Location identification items
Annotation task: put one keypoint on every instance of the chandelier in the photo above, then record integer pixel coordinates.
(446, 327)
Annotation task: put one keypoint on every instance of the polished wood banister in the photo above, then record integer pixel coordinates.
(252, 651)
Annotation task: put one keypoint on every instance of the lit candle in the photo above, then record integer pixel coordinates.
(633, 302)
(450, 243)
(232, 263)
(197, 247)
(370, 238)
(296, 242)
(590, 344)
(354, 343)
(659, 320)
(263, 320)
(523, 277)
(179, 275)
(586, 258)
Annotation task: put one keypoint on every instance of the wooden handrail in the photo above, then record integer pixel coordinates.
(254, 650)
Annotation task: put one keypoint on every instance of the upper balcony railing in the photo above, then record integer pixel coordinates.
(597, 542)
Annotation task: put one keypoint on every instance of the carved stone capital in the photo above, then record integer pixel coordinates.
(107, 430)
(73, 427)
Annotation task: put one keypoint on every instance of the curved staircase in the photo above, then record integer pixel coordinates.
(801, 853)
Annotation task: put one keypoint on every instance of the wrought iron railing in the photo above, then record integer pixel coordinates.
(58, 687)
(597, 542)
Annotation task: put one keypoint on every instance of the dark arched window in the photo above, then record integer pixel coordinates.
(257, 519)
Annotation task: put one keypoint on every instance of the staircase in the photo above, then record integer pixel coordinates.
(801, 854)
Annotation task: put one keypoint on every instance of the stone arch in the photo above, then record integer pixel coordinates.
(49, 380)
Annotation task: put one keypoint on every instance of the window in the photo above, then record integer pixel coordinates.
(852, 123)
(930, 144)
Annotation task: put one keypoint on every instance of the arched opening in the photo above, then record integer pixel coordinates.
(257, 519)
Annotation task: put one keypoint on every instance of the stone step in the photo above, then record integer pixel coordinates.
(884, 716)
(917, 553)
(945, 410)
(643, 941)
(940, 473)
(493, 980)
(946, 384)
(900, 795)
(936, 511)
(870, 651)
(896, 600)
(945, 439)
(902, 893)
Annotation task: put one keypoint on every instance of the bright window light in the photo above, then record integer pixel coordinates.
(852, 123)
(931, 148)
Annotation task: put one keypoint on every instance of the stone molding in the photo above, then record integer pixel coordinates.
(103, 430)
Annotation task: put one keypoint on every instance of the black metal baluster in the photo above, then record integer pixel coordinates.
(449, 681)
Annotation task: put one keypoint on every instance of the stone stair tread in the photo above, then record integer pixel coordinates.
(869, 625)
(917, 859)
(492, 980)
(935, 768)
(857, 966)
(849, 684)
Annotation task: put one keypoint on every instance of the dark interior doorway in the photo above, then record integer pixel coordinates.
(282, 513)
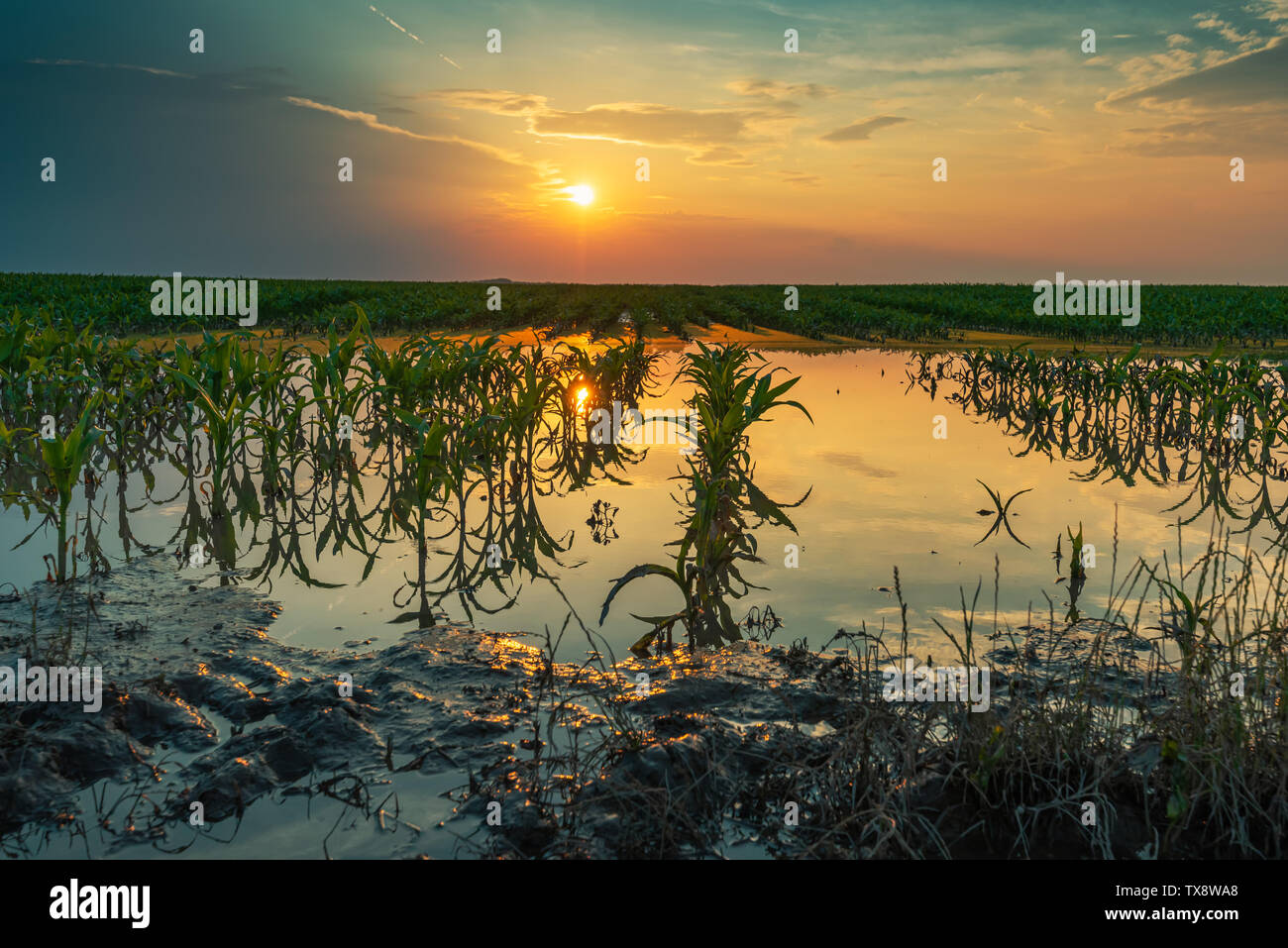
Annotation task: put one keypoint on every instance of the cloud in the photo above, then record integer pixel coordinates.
(1239, 82)
(110, 65)
(807, 180)
(373, 123)
(862, 130)
(966, 59)
(720, 155)
(1033, 107)
(643, 123)
(395, 26)
(1244, 42)
(494, 101)
(778, 91)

Aim:
Return all of the entries word for word, but omit the pictures.

Answer to the task:
Annotation task: put one keypoint on every instance of the chandelier in the photo above, then record integer pixel coordinates.
(446, 327)
Annotation task: put one keypoint on every instance of the polished wood banister in the photo above, then record integer pixel coordinates.
(252, 651)
Annotation task: put one keypoint on every instance of the lit candle in the photo above, then record integer pixel coordinates.
(633, 302)
(450, 243)
(232, 263)
(197, 247)
(370, 238)
(296, 242)
(590, 344)
(354, 343)
(659, 320)
(263, 320)
(523, 277)
(179, 275)
(586, 258)
Annotation task: put one keypoint on every instance of the wooden handrail in the photo above, then record integer pixel coordinates.
(254, 650)
Annotation task: put one keypoint on every instance of the upper balcony railing in the photo above, then record integer pixel coordinates.
(597, 542)
Annotation task: put one keypoint on every instance of the carved stone capital in the photo above, then record integer pixel coordinates.
(107, 430)
(73, 427)
Annotation task: put one keypoint on every instance of the curved staircase in the photo above, then record integer pixel coordinates.
(801, 853)
Annotation task: put one keypoint on every instance of the wrought iron railing in the photo above, then record integer pixel coordinates.
(58, 687)
(597, 542)
Annotation task: put one keypoint on every instance of the dark arched window in the photo above, then record integer pixel coordinates.
(257, 519)
Annotation task: put one keypoint on every instance of the staircase in the photo above, then record integer pixel coordinates.
(801, 854)
Annotation task: put one keypoint on every instance of the stone arch in the photo above, then record integer pixel coordinates.
(49, 380)
Annotation task: put one keypoint on every instance of the window in the photo above, then record integer pixel coordinates.
(852, 123)
(930, 144)
Annotation task: put one keypoint on every instance of the arched opening in the photo above, then record integer pixel coordinates.
(257, 519)
Annotation task: put one keypoint on every instance of the stone step in the photo above, then record integer pixel coordinates.
(884, 716)
(917, 553)
(945, 410)
(643, 941)
(940, 473)
(493, 980)
(946, 384)
(900, 795)
(936, 511)
(870, 651)
(896, 600)
(945, 439)
(902, 893)
Annotation task: put one keypoint on every instance of the bright window light in the photo above, then record integer pixel coordinates.
(852, 123)
(931, 148)
Annotation task: put one keypoint on every instance of the stone molding in the photo above, then record integer pixel coordinates.
(103, 430)
Annotation task: put one keypoint on every instance of the black metal baluster in the photo above, then record integer pixel coordinates.
(449, 681)
Annotation task: put one keypoint on every instance of the stone stair tread in the photo above, then record integer pixel coordinates.
(869, 625)
(917, 859)
(492, 980)
(935, 768)
(857, 966)
(849, 684)
Annotation task: put one keypoint on every instance of the dark interior doorway in the photo above, then record integer pixel coordinates.
(282, 513)
Annotation task: put one keypoint on every instance of the cloud in the photo above, then record integer pixel coordinates.
(1239, 82)
(110, 65)
(807, 180)
(373, 123)
(862, 130)
(966, 59)
(720, 155)
(1033, 107)
(643, 123)
(395, 26)
(1244, 42)
(494, 101)
(778, 91)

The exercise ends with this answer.